• [DATA FOR PROCESSING]
○ ○ ○
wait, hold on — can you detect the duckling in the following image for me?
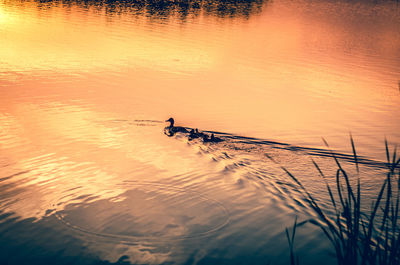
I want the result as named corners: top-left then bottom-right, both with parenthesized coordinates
top-left (210, 133), bottom-right (223, 142)
top-left (195, 128), bottom-right (204, 138)
top-left (188, 129), bottom-right (196, 140)
top-left (203, 133), bottom-right (223, 143)
top-left (188, 129), bottom-right (199, 141)
top-left (188, 128), bottom-right (205, 140)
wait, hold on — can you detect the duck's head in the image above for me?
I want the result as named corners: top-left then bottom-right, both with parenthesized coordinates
top-left (165, 117), bottom-right (174, 127)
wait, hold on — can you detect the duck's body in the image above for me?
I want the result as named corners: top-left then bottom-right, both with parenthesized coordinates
top-left (168, 126), bottom-right (189, 133)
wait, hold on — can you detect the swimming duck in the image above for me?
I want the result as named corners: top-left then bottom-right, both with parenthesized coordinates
top-left (195, 128), bottom-right (203, 137)
top-left (188, 129), bottom-right (196, 140)
top-left (188, 128), bottom-right (205, 140)
top-left (164, 117), bottom-right (189, 135)
top-left (203, 133), bottom-right (223, 143)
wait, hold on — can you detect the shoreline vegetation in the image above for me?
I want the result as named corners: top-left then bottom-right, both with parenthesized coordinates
top-left (275, 137), bottom-right (400, 265)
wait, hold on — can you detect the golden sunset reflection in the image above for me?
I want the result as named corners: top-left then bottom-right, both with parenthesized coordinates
top-left (0, 2), bottom-right (219, 74)
top-left (0, 100), bottom-right (218, 221)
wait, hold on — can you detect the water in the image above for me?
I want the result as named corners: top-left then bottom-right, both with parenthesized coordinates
top-left (0, 0), bottom-right (399, 264)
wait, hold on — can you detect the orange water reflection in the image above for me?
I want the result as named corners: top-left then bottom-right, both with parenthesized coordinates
top-left (1, 0), bottom-right (399, 156)
top-left (0, 100), bottom-right (220, 220)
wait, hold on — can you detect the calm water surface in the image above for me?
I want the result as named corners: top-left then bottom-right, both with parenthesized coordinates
top-left (0, 0), bottom-right (399, 264)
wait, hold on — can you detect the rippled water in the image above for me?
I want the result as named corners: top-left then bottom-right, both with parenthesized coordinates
top-left (0, 0), bottom-right (399, 264)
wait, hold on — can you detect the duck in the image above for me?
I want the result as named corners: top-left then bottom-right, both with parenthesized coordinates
top-left (188, 129), bottom-right (196, 140)
top-left (203, 133), bottom-right (223, 143)
top-left (188, 128), bottom-right (205, 140)
top-left (195, 128), bottom-right (203, 137)
top-left (164, 117), bottom-right (189, 135)
top-left (210, 133), bottom-right (223, 142)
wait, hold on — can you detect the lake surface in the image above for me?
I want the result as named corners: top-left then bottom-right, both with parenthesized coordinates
top-left (0, 0), bottom-right (399, 264)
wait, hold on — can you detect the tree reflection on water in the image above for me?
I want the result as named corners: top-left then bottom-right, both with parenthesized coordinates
top-left (20, 0), bottom-right (267, 20)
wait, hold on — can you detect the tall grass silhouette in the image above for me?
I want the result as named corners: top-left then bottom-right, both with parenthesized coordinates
top-left (275, 137), bottom-right (400, 265)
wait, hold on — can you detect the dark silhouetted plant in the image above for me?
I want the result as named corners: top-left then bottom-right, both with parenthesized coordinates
top-left (278, 137), bottom-right (400, 265)
top-left (286, 216), bottom-right (300, 265)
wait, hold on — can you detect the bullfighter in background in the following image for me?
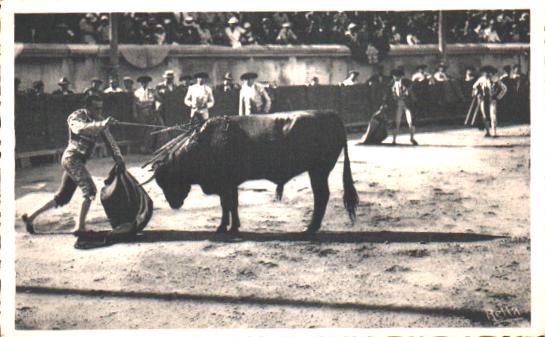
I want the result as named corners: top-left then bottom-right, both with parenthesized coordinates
top-left (184, 72), bottom-right (215, 122)
top-left (390, 68), bottom-right (418, 145)
top-left (473, 66), bottom-right (507, 137)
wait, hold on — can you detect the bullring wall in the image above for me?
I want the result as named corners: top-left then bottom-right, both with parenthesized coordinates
top-left (15, 43), bottom-right (529, 93)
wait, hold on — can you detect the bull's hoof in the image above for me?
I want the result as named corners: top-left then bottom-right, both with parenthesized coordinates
top-left (216, 226), bottom-right (228, 233)
top-left (229, 227), bottom-right (240, 235)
○ ○ ○
• [WHAT THE TASK REQUIRES] Retype the whole listing exactly. Do not include the pictures.

• [OUTPUT]
wait, hold on — can you detect the duckling in the following image for me?
I want the result as named corners: top-left then bottom-right, both with parenthesized coordinates
top-left (210, 133), bottom-right (223, 142)
top-left (195, 128), bottom-right (204, 138)
top-left (188, 129), bottom-right (196, 140)
top-left (203, 133), bottom-right (223, 143)
top-left (188, 129), bottom-right (199, 141)
top-left (188, 128), bottom-right (205, 140)
wait, hold on — can you detect the duck's head in the image above for me?
I want the result as named corners: top-left then bottom-right, both with parenthesized coordinates
top-left (165, 117), bottom-right (174, 127)
wait, hold on — can you detect the duck's body in the image above for me?
I want the result as named corners: top-left then bottom-right, both with parenthesized coordinates
top-left (168, 126), bottom-right (189, 133)
wait, hold on — can you detect the swimming duck in the image above for me?
I want the result as named corners: top-left then bottom-right, both with parenthesized coordinates
top-left (195, 128), bottom-right (203, 137)
top-left (188, 129), bottom-right (196, 140)
top-left (188, 128), bottom-right (205, 140)
top-left (164, 117), bottom-right (189, 135)
top-left (203, 133), bottom-right (223, 143)
wait, hold on — can you detect the shoreline vegetation in the image above for me?
I want the result as named corners: top-left then bottom-right, both with parenthesized coordinates
top-left (275, 137), bottom-right (400, 265)
wait, hold on — can you detect the golden sunset reflection in the image above for me?
I want the result as named corners: top-left then bottom-right, both with parenthesized coordinates
top-left (0, 2), bottom-right (219, 74)
top-left (0, 100), bottom-right (218, 221)
wait, hold on — can you detect the water in the image above for me?
I want the result as named corners: top-left then bottom-right, both with parenthesized coordinates
top-left (0, 0), bottom-right (399, 264)
wait, hold on — can you detect the orange water reflection in the image above for me?
I want the result as named corners: top-left then bottom-right, both with parenthesized coordinates
top-left (1, 0), bottom-right (399, 156)
top-left (0, 100), bottom-right (220, 220)
wait, hold on — can you detect the calm water surface in the image above for me?
I want the result as named corners: top-left then bottom-right, both with parenthesized coordinates
top-left (0, 0), bottom-right (399, 264)
wait, hold on — can you detect the rippled water in the image above for me?
I want the result as named corners: top-left then bottom-right, both with parenthesized coordinates
top-left (0, 0), bottom-right (399, 264)
wait, hold on — can you detect the duck in the image above for me?
I want the result as named corners: top-left then bottom-right, both with parenthesized coordinates
top-left (188, 129), bottom-right (196, 140)
top-left (203, 133), bottom-right (223, 143)
top-left (188, 128), bottom-right (205, 140)
top-left (195, 128), bottom-right (203, 137)
top-left (164, 117), bottom-right (189, 135)
top-left (210, 133), bottom-right (223, 142)
wait, hold on — can you detect the lake surface in the image above for me?
I want the result as named corners: top-left then bottom-right, both with parenthesized coordinates
top-left (0, 0), bottom-right (399, 264)
wait, hold on — can you detect the tree reflection on water in the image above for me?
I want the result as named corners: top-left then bottom-right, both with parenthesized coordinates
top-left (20, 0), bottom-right (267, 20)
wait, hold on — can you detect the tall grass silhouette in the image above for me?
I want the result as named corners: top-left then bottom-right, both with parenthesized coordinates
top-left (275, 137), bottom-right (400, 265)
wait, hold on — can you detect the dark silhouetted plant in the image above for me?
I want the result as named corners: top-left then bottom-right, both with parenthesized coordinates
top-left (278, 137), bottom-right (400, 265)
top-left (286, 216), bottom-right (300, 265)
wait, hold on — can you detect the bullfighter in background in the following image for me?
I want the result as named corners: top-left then bottom-right, both with parenthesized coordinates
top-left (184, 72), bottom-right (215, 122)
top-left (390, 68), bottom-right (418, 145)
top-left (473, 66), bottom-right (507, 137)
wait, hold on — can you detect the bullring wall in the image above for me?
I want the result as named corners: top-left then bottom-right, both with parenthesized coordinates
top-left (15, 43), bottom-right (529, 93)
wait, hold on — can you detect the bull's hoof in the image above for me?
I want the result as named corners: top-left then bottom-right, both with parenthesized coordinates
top-left (216, 226), bottom-right (228, 233)
top-left (229, 227), bottom-right (240, 235)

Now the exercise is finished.